#### [RECORDS SUPPLIED]
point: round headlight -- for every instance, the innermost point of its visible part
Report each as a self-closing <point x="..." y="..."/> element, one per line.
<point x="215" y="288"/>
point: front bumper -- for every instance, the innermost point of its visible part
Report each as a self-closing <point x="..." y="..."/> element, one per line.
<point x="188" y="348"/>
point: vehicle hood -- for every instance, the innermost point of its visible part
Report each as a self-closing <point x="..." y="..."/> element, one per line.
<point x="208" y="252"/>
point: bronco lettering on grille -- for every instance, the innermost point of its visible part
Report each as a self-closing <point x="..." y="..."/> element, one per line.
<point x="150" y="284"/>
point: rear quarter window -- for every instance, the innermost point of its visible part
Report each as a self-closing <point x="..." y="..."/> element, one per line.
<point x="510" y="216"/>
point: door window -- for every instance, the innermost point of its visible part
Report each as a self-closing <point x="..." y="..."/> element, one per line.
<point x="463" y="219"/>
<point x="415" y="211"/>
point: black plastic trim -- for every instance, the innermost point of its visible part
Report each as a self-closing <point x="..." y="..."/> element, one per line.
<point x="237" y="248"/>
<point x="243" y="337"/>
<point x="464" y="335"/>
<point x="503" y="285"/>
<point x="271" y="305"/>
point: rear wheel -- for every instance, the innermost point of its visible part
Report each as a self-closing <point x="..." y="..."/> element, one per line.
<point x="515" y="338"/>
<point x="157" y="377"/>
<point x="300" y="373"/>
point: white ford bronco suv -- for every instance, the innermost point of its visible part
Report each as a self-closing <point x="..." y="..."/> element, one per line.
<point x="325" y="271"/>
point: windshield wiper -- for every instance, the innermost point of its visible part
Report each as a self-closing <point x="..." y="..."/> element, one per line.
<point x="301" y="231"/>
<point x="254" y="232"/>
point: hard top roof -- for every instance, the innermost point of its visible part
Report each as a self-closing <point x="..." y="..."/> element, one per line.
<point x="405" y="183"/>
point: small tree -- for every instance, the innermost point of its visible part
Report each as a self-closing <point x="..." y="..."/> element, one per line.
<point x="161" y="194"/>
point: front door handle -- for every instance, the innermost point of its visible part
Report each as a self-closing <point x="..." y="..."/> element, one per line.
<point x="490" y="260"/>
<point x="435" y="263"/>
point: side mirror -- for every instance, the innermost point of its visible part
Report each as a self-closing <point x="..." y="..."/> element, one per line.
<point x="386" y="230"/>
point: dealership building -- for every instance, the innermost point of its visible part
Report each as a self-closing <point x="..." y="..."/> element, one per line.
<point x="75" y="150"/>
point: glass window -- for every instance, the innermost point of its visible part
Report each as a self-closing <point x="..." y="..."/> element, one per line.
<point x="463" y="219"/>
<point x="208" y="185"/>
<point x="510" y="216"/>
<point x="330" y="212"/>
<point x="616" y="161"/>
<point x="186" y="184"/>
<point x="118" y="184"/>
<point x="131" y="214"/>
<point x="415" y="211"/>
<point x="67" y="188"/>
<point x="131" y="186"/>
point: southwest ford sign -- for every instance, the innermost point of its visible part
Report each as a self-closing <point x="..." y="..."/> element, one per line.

#### [EXERCISE]
Edit the rows above, replacing each occurrence of "innermost point" with "central point" and leaving everything else unchanged.

#### [RESPONSE TO THE EXERCISE]
point: round headlight -- for every instance, the central point of its visible part
Report each as a self-closing <point x="..." y="..."/> element, one per line.
<point x="215" y="288"/>
point: front bumper -- for every instance, the central point of its visible part
Report each as a self-closing <point x="..." y="..."/> element, one per line.
<point x="188" y="348"/>
point: vehicle hood -- for every instance, the central point of its visible part
Report each as a self-closing <point x="..." y="..."/> element, one per line.
<point x="208" y="252"/>
point: bronco lettering on grille -- for every instance, the central point of its visible part
Report each as a self-closing <point x="..." y="..."/> element, one per line.
<point x="150" y="284"/>
point: rear quarter window -- for every instance, the central point of its visible part
Report each as a self-closing <point x="..." y="..."/> element, one per line.
<point x="510" y="216"/>
point: door window -- for every instance, the central point of its visible part
Report each as a self-closing <point x="..." y="..."/> element, one per line.
<point x="463" y="219"/>
<point x="415" y="211"/>
point: black plastic trim -- for every instance, the central point of its visible part
Report each as a self-closing <point x="..." y="..."/> element, one per line.
<point x="237" y="248"/>
<point x="243" y="337"/>
<point x="464" y="335"/>
<point x="503" y="285"/>
<point x="271" y="305"/>
point: rear wheel -- for every instance, the central point of its visible part
Report each as a self-closing <point x="..." y="..."/> element, one per line.
<point x="515" y="338"/>
<point x="157" y="377"/>
<point x="300" y="373"/>
point: white ford bronco suv -- for every instance, the central point of its visible part
Report each as a self-closing <point x="..." y="..."/> element, one per line.
<point x="325" y="271"/>
point: windshield wiper -- for every instance, the central point of its visible part
Report each as a self-closing <point x="..." y="..."/> element, one per line.
<point x="301" y="231"/>
<point x="254" y="232"/>
point: hard top roof -- for every instance, the central point of its visible part
Report each as a self-closing <point x="..." y="..."/> element, one per line.
<point x="405" y="183"/>
point: small tree -- for every instance, the central point of its visible part
Report each as a self-closing <point x="..." y="..."/> element, one per line.
<point x="161" y="194"/>
point: front door handle -- for every instance, the central point of its visible part
Report each as a self-closing <point x="..." y="..."/> element, one per line.
<point x="490" y="260"/>
<point x="435" y="263"/>
point: side mirror -- for every instance, the central point of its visible part
Report each as a self-closing <point x="..." y="..."/> element, one per line.
<point x="386" y="230"/>
point: dealership building -- for every instance, the central point of its visible part
Report each as a self-closing <point x="..." y="..."/> element, one per line.
<point x="75" y="150"/>
point: glass window -- for every instance, the central point of its visible part
Report each as a self-closing <point x="..." y="..."/> element, one per line.
<point x="463" y="219"/>
<point x="208" y="185"/>
<point x="510" y="216"/>
<point x="330" y="212"/>
<point x="616" y="161"/>
<point x="186" y="184"/>
<point x="118" y="184"/>
<point x="131" y="214"/>
<point x="415" y="211"/>
<point x="67" y="188"/>
<point x="131" y="186"/>
point: southwest ford sign -- for every instance, the central point of its visible part
Report each as a self-closing <point x="..." y="..."/> element, one per line.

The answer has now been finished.